**Given problem 1**
Return the records verbatim, beginning at the line that contains "Provide the location of each instance of the snake" and stopping after the line that contains "Target: snake head", with both of those lines included. Omit the pictures from your answer.

Merci is the eighth studio album by French rock band Magma, released May 4, 1985.

The album largely departs from Magma's other offerings, with a more soul and jazz-funk influence. The lyrical language Kobaïan, created by the band's leader Christian Vander, was joined by English and French.

After this album's release, the band split, and would not release another album for twenty years until 2004's K.A (Köhntarkösz Anteria).

Track listing
All songs written by Christian Vander, except where noted.

Side one
 "Call from the Dark (Ooh Ooh Baby)" - 7:20 (Christian Vander / Julie & Ricky Dassin)
 "Otis" - 5:20
 "Do the Music" - 4:25
 "Otis (Ending)" - 1:32

Side two
 "I Must Return" - 6:32 (Christian Vander / Julie & Ricky Dassin)
 "Eliphas Levi" - 11:15 (René Garber)
 "The Night We Died" - 3:40

Personnel 
 Christian Vander – vocals, piano, celeste, keyboards, percussion
 Stella Vander – vocals
 Guy Khalifa – vocals
 Liza Deluxe – backing vocals
 Benoit Widemann – synthesizer
 Klaus Blasquiz - lead vocal on (1)
 Simon Goubert – synthesizer (1, 3)
 Jean Pierre Fouquey – Rhodes piano on (2)
 Phillipe Slominski – trumpet on (1, 3, 4)

**Exercise input**
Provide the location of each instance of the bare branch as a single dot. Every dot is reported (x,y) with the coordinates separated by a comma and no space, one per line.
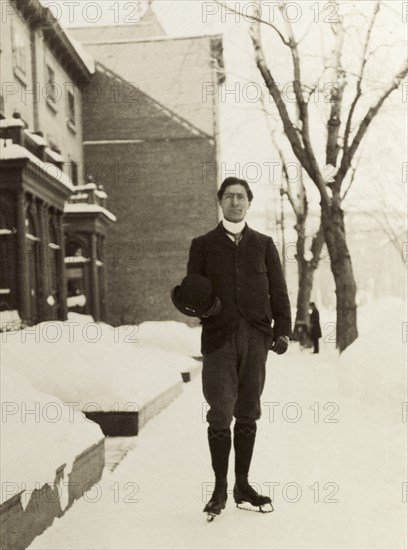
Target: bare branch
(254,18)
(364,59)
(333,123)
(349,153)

--

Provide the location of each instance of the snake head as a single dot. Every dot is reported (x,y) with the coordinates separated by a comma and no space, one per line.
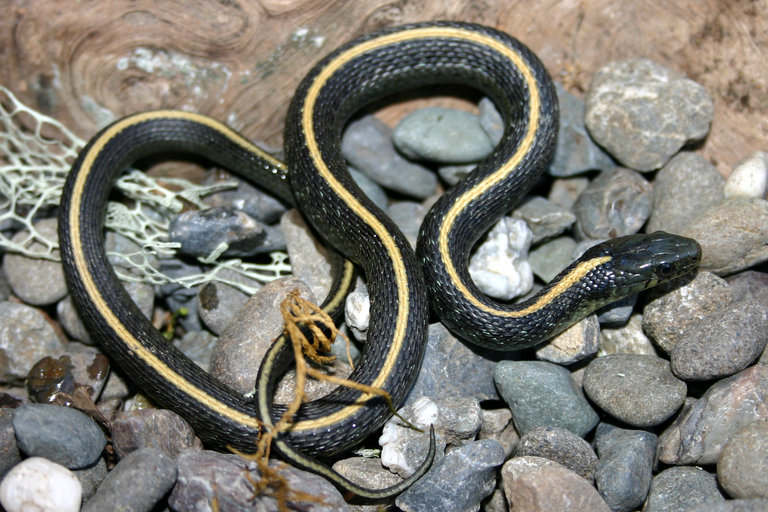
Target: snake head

**Given problem 2**
In the text about the Magma album, begin at the words "The album largely" and stop after the words "K.A (Köhntarkösz Anteria).". Give that part again with "split" changed to "broke up".

**Task result 1**
Provide the location of each instance of the snake head as a single dot. Every dot is reported (x,y) with the coordinates separated by a comma and no space, one per line.
Target: snake head

**Task result 2**
The album largely departs from Magma's other offerings, with a more soul and jazz-funk influence. The lyrical language Kobaïan, created by the band's leader Christian Vander, was joined by English and French.

After this album's release, the band broke up, and would not release another album for twenty years until 2004's K.A (Köhntarkösz Anteria).